● What needs to be done
Take from the material every line that contains the word "boxes".

● Data listing
◇ ◇ ◇ ◇

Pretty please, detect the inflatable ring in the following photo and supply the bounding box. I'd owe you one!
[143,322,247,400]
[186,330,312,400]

◇ ◇ ◇ ◇

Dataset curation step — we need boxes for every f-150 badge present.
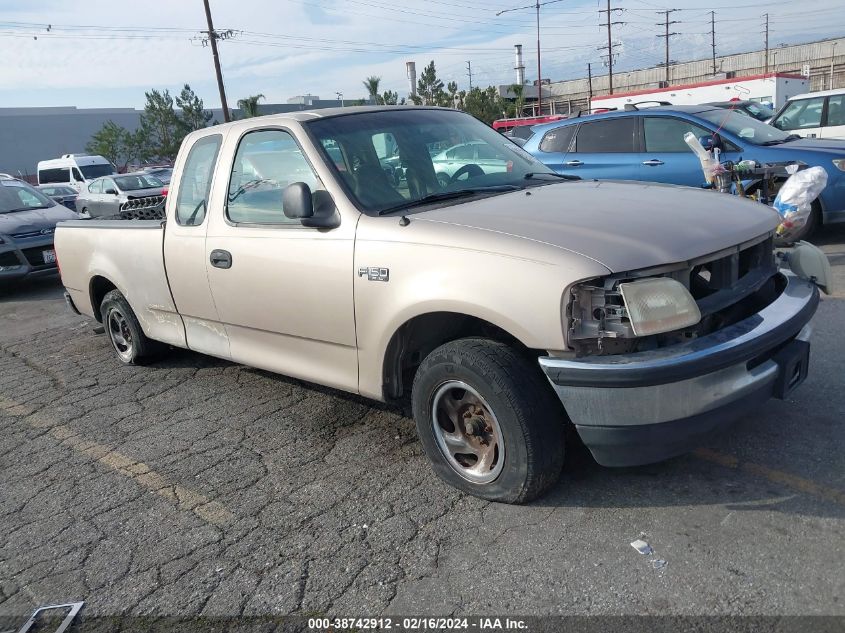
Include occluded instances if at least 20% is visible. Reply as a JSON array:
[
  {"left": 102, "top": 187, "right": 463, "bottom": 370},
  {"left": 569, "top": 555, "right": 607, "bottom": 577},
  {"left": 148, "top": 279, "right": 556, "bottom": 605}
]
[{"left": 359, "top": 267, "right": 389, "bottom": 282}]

◇ ◇ ◇ ◇

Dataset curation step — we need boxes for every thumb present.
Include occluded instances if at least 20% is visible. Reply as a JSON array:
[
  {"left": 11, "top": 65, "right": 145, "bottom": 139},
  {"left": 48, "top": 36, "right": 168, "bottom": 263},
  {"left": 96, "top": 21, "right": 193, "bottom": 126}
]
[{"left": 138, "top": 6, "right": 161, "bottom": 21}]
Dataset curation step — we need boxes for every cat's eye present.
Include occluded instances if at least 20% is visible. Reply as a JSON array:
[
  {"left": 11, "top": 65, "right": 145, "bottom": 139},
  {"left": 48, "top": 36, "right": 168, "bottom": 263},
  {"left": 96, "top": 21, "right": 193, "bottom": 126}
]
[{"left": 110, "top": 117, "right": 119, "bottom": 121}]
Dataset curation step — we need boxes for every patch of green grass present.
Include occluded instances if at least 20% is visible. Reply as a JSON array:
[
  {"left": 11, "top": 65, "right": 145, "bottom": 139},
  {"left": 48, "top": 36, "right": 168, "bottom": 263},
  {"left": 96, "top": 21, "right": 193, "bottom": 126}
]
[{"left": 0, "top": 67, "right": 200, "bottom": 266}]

◇ ◇ ◇ ◇

● Exercise response
Dataset curation step — we need boxes for every f-150 badge present.
Dataset curation step — we need boxes for every thumb present.
Dataset curation step — we need boxes for every cat's eye present.
Dataset curation step — we need boxes for every patch of green grass present.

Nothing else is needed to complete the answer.